The stuff is roughly categorized -- books on the back wall, clothing on the west side of the building -- but a casual glance into any bin will reveal a whole world of cast off goods. You might see a naked Barbie doll, some lidless Tupperware, a box of holiday ornaments, a puzzle, some jagged pieces of broken glassware (tip: wear gloves while rummaging through the bins), a cigarette lighter, a few stuffed animals... Most of the stuff is pure junk, and looking at it all makes my head spin. I feel our society floating away on a toxic river of cheap consumer goods. You just know that most of this stuff is going to end up in the landfill.

But the stuff that isn't junk ... Well that's what keeps me coming back. Some finds have included an almost brand-new pink raincoat for my daughter just when the rainy season was about to begin; lots of pairs of jeans in my size (including the pair pictured, which actually had a $5 bill in the pocket, meaning I actually MADE MONEY on the deal); the exact Playmobil set my daughter had asked for the week before; some leaded crystal wine glasses. At the bins, you pay $1.39 a pound for almost everything, except books, which are a buck for hardcovers and 50 cents for paperbacks.

• • • •

## THINGS TO DO
(1) In the passage about the bins, what is the price per pound for most goods?
(2) Decide whether each statement agrees with the passage about the bins, and quote the words that settle it.
(a) Books are kept on the west side of the building.
(b) Paperback books cost 50 cents.
(c) One pair of jeans had money in the pocket.
(3) Reproduce the part of the passage about the bins from "The stuff is roughly" to "in the landfill.".
The records after this passage are separate material and are not part of it.

[Records from a data source]
• • • •

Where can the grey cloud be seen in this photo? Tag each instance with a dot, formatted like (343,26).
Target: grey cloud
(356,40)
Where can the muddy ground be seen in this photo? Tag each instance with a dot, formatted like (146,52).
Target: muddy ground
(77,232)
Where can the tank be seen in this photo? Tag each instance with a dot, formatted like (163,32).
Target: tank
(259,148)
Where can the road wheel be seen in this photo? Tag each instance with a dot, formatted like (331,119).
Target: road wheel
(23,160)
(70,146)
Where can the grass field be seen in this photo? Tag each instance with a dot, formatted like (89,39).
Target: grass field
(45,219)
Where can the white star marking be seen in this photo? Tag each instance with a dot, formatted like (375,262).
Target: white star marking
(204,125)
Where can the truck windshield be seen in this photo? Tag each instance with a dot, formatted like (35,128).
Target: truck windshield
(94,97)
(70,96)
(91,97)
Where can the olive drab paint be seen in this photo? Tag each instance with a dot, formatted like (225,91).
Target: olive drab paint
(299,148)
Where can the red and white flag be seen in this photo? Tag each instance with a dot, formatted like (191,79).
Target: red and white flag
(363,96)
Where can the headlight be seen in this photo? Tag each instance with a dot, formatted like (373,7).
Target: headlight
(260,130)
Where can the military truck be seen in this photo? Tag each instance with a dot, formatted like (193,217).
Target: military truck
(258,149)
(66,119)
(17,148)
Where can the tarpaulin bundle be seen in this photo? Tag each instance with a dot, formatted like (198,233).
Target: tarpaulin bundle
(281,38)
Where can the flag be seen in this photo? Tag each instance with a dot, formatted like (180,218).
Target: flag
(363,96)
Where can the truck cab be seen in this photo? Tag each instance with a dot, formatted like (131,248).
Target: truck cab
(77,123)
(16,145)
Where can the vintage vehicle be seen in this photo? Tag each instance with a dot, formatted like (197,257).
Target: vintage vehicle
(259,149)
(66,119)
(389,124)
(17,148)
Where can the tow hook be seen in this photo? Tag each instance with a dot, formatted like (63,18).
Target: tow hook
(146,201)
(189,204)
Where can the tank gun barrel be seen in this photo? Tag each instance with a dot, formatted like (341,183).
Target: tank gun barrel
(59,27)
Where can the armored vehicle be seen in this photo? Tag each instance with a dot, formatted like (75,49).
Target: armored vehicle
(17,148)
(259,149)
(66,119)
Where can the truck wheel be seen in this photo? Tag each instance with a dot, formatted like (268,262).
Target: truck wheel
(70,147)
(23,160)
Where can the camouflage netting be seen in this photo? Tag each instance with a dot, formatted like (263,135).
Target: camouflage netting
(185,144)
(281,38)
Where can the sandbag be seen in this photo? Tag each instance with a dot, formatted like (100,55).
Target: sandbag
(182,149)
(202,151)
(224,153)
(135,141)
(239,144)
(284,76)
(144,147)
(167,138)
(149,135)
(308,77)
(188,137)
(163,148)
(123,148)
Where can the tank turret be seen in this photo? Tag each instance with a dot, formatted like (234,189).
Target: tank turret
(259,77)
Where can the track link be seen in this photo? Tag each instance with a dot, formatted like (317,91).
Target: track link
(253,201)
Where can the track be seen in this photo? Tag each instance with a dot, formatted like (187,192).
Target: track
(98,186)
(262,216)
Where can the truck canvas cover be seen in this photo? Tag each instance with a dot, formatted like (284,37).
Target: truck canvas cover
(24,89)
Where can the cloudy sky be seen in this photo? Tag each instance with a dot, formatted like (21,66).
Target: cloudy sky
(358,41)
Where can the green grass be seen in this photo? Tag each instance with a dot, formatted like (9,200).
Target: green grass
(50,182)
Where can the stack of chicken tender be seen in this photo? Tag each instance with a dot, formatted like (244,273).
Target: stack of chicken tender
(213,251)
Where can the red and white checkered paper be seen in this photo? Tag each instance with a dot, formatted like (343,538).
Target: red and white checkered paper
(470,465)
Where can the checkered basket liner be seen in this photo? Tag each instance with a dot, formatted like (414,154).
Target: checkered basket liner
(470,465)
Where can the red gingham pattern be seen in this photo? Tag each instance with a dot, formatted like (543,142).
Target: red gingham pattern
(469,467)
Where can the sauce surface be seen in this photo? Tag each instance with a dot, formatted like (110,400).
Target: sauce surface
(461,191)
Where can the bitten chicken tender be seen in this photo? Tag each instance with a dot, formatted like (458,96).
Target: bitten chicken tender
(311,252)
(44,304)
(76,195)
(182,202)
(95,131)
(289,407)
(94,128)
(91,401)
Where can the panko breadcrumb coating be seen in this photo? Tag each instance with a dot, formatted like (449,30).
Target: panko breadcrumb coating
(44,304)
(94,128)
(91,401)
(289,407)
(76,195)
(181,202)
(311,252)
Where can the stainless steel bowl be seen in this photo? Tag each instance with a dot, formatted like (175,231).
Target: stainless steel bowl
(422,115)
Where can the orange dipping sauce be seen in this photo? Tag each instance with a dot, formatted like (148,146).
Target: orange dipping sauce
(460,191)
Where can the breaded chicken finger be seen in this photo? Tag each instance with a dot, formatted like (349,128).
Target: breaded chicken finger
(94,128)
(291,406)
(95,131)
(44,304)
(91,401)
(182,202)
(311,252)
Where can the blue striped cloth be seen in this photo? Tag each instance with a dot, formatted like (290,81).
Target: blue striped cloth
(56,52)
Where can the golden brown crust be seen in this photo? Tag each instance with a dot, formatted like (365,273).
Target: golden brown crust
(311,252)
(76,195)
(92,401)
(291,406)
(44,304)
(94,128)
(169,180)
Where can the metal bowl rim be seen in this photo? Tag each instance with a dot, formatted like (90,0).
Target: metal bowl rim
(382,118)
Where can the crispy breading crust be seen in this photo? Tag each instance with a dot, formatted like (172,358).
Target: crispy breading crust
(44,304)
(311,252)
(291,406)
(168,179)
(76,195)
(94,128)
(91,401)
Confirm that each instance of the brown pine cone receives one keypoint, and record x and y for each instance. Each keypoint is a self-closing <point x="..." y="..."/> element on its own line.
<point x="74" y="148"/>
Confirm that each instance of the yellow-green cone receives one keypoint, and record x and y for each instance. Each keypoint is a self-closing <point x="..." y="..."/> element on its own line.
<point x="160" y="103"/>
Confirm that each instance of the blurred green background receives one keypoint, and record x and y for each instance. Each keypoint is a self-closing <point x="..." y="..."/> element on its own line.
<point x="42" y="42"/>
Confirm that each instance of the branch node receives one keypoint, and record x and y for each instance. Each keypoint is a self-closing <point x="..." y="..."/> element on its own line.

• • • •

## ANSWERS BY TASK
(1) $1.39 a pound.

(2)
(a) No: "books on the back wall, clothing on the west side of the building"
(b) Yes: "50 cents for paperbacks"
(c) Yes: "which actually had a $5 bill in the pocket"

(3)
The stuff is roughly categorized -- books on the back wall, clothing on the west side of the building -- but a casual glance into any bin will reveal a whole world of cast off goods. You might see a naked Barbie doll, some lidless Tupperware, a box of holiday ornaments, a puzzle, some jagged pieces of broken glassware (tip: wear gloves while rummaging through the bins), a cigarette lighter, a few stuffed animals... Most of the stuff is pure junk, and looking at it all makes my head spin. I feel our society floating away on a toxic river of cheap consumer goods. You just know that most of this stuff is going to end up in the landfill.